*Problem details*.
Lines from the material below that hold the string "rock" are what is needed; copy each of them.

*Data to examine*.
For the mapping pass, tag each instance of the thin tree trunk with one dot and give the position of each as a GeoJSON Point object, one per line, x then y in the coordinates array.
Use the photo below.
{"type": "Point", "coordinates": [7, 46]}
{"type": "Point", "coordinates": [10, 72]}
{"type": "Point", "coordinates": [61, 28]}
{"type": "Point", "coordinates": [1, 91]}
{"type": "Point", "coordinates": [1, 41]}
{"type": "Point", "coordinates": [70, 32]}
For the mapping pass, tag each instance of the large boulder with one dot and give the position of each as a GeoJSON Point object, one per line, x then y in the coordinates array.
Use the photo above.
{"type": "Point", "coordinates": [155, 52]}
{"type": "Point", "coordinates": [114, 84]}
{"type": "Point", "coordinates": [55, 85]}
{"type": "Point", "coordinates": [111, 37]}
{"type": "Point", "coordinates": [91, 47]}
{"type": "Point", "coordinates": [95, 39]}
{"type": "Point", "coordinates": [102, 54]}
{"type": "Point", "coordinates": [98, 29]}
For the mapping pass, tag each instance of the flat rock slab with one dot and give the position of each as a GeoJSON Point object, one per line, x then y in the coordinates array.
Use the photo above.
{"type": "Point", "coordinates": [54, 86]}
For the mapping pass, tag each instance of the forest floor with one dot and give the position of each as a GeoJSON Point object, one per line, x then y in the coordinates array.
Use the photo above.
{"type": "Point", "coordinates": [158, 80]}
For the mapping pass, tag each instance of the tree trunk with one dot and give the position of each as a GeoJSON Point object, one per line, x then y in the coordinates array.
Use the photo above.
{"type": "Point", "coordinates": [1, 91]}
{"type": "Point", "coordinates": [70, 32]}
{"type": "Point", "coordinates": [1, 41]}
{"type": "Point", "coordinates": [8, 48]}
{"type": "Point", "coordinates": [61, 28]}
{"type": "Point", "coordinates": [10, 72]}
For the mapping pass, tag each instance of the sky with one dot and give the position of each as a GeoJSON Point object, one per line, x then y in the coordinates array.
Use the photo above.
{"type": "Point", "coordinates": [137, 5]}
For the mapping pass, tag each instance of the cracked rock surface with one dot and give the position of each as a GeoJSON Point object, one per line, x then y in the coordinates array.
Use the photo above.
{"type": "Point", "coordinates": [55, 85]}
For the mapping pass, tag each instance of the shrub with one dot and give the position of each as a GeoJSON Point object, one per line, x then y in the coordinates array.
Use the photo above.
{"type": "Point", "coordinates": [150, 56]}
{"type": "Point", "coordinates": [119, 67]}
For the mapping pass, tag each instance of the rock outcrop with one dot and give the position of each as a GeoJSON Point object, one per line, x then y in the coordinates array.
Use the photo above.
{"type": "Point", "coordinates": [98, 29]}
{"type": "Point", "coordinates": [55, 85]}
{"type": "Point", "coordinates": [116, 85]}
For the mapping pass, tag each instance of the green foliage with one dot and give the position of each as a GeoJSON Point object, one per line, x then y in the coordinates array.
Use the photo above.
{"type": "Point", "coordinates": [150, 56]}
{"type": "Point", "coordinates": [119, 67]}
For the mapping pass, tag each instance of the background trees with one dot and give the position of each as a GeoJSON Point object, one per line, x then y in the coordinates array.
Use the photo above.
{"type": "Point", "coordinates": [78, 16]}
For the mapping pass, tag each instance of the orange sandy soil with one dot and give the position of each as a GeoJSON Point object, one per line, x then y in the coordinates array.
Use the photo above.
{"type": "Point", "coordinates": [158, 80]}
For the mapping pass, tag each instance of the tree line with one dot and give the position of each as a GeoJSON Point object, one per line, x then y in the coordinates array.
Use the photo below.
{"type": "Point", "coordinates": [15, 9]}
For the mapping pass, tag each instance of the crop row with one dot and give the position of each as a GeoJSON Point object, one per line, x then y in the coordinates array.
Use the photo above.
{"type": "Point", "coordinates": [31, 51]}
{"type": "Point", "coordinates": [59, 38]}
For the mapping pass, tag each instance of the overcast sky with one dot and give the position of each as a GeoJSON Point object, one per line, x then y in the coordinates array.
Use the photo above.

*Task answer*.
For the mapping pass, tag each instance of the flat rock slab with one dot and give the position of each as a GeoJSON Point object, one per line, x then y in the coordinates array.
For the mapping pass, tag each instance of the cracked rock surface with one dot and give the position of each as a GeoJSON Point object, one per line, x then y in the coordinates array.
For the mapping pass, tag each instance of the rock outcrop with one dot and give the position of each as a GeoJSON Point object, one per line, x then y in the coordinates array.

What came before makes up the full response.